# Work instructions
If you see a picture in the data below, omit it and copy the rest exactly.

# Material for this task
/---
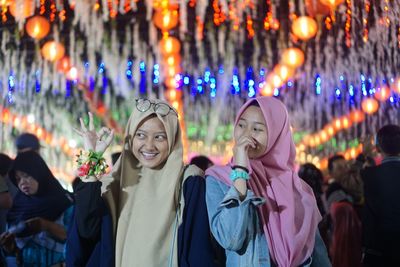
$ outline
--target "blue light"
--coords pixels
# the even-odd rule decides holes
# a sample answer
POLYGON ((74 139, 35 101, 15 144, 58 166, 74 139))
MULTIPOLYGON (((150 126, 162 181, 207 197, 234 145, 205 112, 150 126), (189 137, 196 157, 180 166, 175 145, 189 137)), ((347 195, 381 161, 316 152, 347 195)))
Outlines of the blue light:
POLYGON ((203 93, 204 93, 204 91, 203 91, 203 86, 198 85, 198 86, 197 86, 197 92, 199 92, 200 94, 203 94, 203 93))
POLYGON ((255 96, 256 95, 256 91, 254 90, 254 88, 249 88, 249 93, 248 93, 248 96, 249 97, 253 97, 253 96, 255 96))
POLYGON ((202 83, 203 83, 203 80, 202 80, 202 79, 200 79, 200 78, 198 78, 198 79, 197 79, 197 84, 199 84, 199 85, 200 85, 200 84, 202 84, 202 83))
POLYGON ((176 80, 177 82, 181 81, 182 79, 183 79, 182 74, 178 73, 178 74, 175 75, 175 80, 176 80))
POLYGON ((219 66, 219 68, 218 68, 218 73, 219 74, 224 74, 224 66, 219 66))
POLYGON ((211 91, 210 96, 211 96, 212 98, 214 98, 216 95, 217 95, 217 93, 216 93, 215 91, 211 91))
POLYGON ((350 96, 354 96, 354 88, 353 88, 353 85, 350 85, 350 86, 349 86, 349 95, 350 95, 350 96))
POLYGON ((158 70, 158 69, 160 69, 160 65, 158 65, 158 64, 155 64, 155 65, 154 65, 154 69, 155 69, 155 70, 158 70))
POLYGON ((154 75, 155 75, 155 76, 160 76, 160 72, 159 72, 158 70, 155 70, 155 71, 154 71, 154 75))
POLYGON ((154 80, 153 80, 153 83, 154 83, 154 84, 158 84, 158 82, 159 82, 158 79, 154 79, 154 80))
POLYGON ((391 96, 391 97, 389 98, 389 100, 390 100, 390 103, 394 103, 394 98, 393 98, 393 96, 391 96))
POLYGON ((103 72, 104 72, 104 69, 100 67, 99 73, 103 73, 103 72))
POLYGON ((215 78, 210 78, 210 82, 215 83, 216 82, 215 78))
POLYGON ((140 69, 140 72, 142 72, 142 73, 146 71, 146 64, 144 64, 143 61, 140 61, 139 69, 140 69))
POLYGON ((14 86, 15 86, 14 77, 13 76, 8 77, 8 87, 13 88, 14 86))
POLYGON ((188 77, 188 76, 185 76, 185 78, 183 78, 183 83, 184 83, 185 85, 188 85, 189 82, 190 82, 189 77, 188 77))
POLYGON ((287 86, 288 87, 292 87, 293 86, 293 82, 292 81, 288 81, 287 86))
POLYGON ((211 88, 211 89, 215 89, 215 87, 216 87, 216 86, 215 86, 215 83, 210 84, 210 88, 211 88))
POLYGON ((274 96, 279 96, 279 89, 278 88, 274 89, 274 96))
POLYGON ((315 94, 320 95, 321 94, 321 83, 322 83, 322 79, 319 76, 319 74, 317 74, 316 76, 317 78, 315 79, 315 94))
POLYGON ((363 81, 363 82, 365 81, 365 76, 363 74, 361 74, 360 78, 361 78, 361 81, 363 81))
POLYGON ((344 80, 343 75, 340 75, 339 79, 340 79, 341 81, 343 81, 343 80, 344 80))
POLYGON ((260 70, 260 76, 264 76, 265 75, 265 70, 264 69, 261 69, 260 70))
POLYGON ((39 93, 40 92, 40 81, 38 79, 36 79, 35 88, 36 88, 36 93, 39 93))
POLYGON ((337 96, 340 96, 340 90, 339 90, 339 88, 336 88, 335 94, 336 94, 337 96))
POLYGON ((7 94, 7 101, 8 101, 9 104, 14 103, 14 97, 13 97, 13 94, 12 94, 11 91, 8 91, 8 94, 7 94))
POLYGON ((254 86, 254 81, 253 80, 249 80, 249 86, 254 86))
POLYGON ((100 68, 104 68, 104 62, 100 63, 100 68))
POLYGON ((128 67, 131 67, 132 64, 133 64, 132 60, 129 60, 129 61, 128 61, 128 67))
POLYGON ((89 62, 85 62, 85 68, 89 68, 89 62))
POLYGON ((264 83, 259 83, 258 88, 262 88, 264 86, 264 83))
POLYGON ((208 82, 210 81, 210 75, 211 75, 211 72, 210 72, 209 70, 206 70, 206 71, 204 72, 204 81, 205 81, 206 83, 208 83, 208 82))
\---
# Solution to the exercise
$ outline
--target "blue light"
--coords pixels
# the even-odd rule decides holes
# a sample answer
POLYGON ((74 139, 35 101, 15 144, 58 166, 74 139))
MULTIPOLYGON (((150 126, 162 181, 207 197, 234 145, 205 112, 150 126), (189 137, 196 157, 180 166, 175 145, 189 137)), ((347 195, 381 161, 316 152, 347 195)))
Outlines of the blue light:
POLYGON ((203 93, 204 93, 204 91, 203 91, 203 86, 198 85, 198 86, 197 86, 197 92, 199 92, 200 94, 203 94, 203 93))
POLYGON ((255 96, 256 95, 256 91, 254 90, 254 88, 249 88, 249 93, 248 93, 248 96, 249 97, 253 97, 253 96, 255 96))
POLYGON ((202 83, 203 83, 203 80, 202 80, 202 79, 200 79, 200 78, 198 78, 198 79, 197 79, 197 84, 199 84, 199 85, 200 85, 200 84, 202 84, 202 83))
POLYGON ((176 80, 177 82, 181 81, 182 79, 183 79, 182 74, 178 73, 178 74, 175 75, 175 80, 176 80))
POLYGON ((219 66, 219 68, 218 68, 218 73, 219 74, 224 74, 224 66, 219 66))
POLYGON ((211 91, 210 96, 211 96, 212 98, 214 98, 216 95, 217 95, 217 93, 216 93, 215 91, 211 91))
POLYGON ((350 96, 354 96, 354 88, 353 88, 353 85, 350 85, 350 86, 349 86, 349 95, 350 95, 350 96))
POLYGON ((158 70, 158 69, 160 69, 160 65, 158 65, 158 64, 155 64, 155 65, 154 65, 154 69, 155 69, 155 70, 158 70))
POLYGON ((154 75, 155 75, 155 76, 160 76, 160 72, 159 72, 158 70, 155 70, 155 71, 154 71, 154 75))
POLYGON ((154 80, 153 80, 153 83, 154 83, 154 84, 158 84, 158 82, 159 82, 158 79, 154 79, 154 80))
POLYGON ((391 96, 391 97, 389 98, 389 100, 390 100, 390 103, 394 103, 394 98, 393 98, 393 96, 391 96))
POLYGON ((103 72, 104 72, 104 69, 100 67, 99 73, 103 73, 103 72))
POLYGON ((215 78, 210 78, 210 82, 215 83, 216 82, 215 78))
POLYGON ((140 69, 140 72, 142 72, 142 73, 146 71, 146 64, 144 64, 143 61, 140 61, 139 69, 140 69))
POLYGON ((14 86, 15 86, 14 77, 13 76, 8 77, 8 87, 13 88, 14 86))
POLYGON ((188 77, 188 76, 185 76, 185 78, 183 78, 183 83, 184 83, 185 85, 188 85, 189 82, 190 82, 189 77, 188 77))
POLYGON ((287 86, 288 87, 292 87, 293 86, 293 82, 292 81, 288 81, 287 86))
POLYGON ((211 88, 211 89, 215 89, 215 87, 216 87, 216 86, 215 86, 215 83, 210 84, 210 88, 211 88))
POLYGON ((274 96, 279 96, 279 89, 278 88, 274 89, 274 96))
POLYGON ((315 94, 320 95, 321 94, 321 83, 322 83, 322 79, 319 76, 319 74, 317 74, 316 76, 317 78, 315 79, 315 94))
POLYGON ((363 81, 363 82, 365 81, 365 76, 363 74, 361 74, 360 78, 361 78, 361 81, 363 81))
POLYGON ((344 80, 343 75, 340 75, 339 79, 340 79, 341 81, 343 81, 343 80, 344 80))
POLYGON ((260 70, 260 76, 264 76, 265 75, 265 70, 264 69, 261 69, 260 70))
POLYGON ((39 93, 40 92, 40 81, 38 79, 36 79, 35 88, 36 88, 36 93, 39 93))
POLYGON ((337 96, 340 96, 340 90, 339 90, 339 88, 336 88, 335 94, 336 94, 337 96))
POLYGON ((7 94, 7 101, 8 101, 9 104, 14 103, 14 97, 13 97, 13 94, 12 94, 11 91, 8 91, 8 94, 7 94))
POLYGON ((254 86, 254 81, 253 80, 249 80, 249 86, 254 86))
POLYGON ((100 68, 104 68, 104 62, 100 63, 100 68))
POLYGON ((128 67, 131 67, 132 64, 133 64, 132 60, 129 60, 129 61, 128 61, 128 67))
POLYGON ((89 62, 85 62, 85 68, 89 68, 89 62))
POLYGON ((264 83, 259 83, 258 88, 262 88, 264 86, 264 83))
POLYGON ((208 82, 210 81, 210 75, 211 75, 211 72, 210 72, 209 70, 206 70, 206 71, 204 72, 204 81, 205 81, 206 83, 208 83, 208 82))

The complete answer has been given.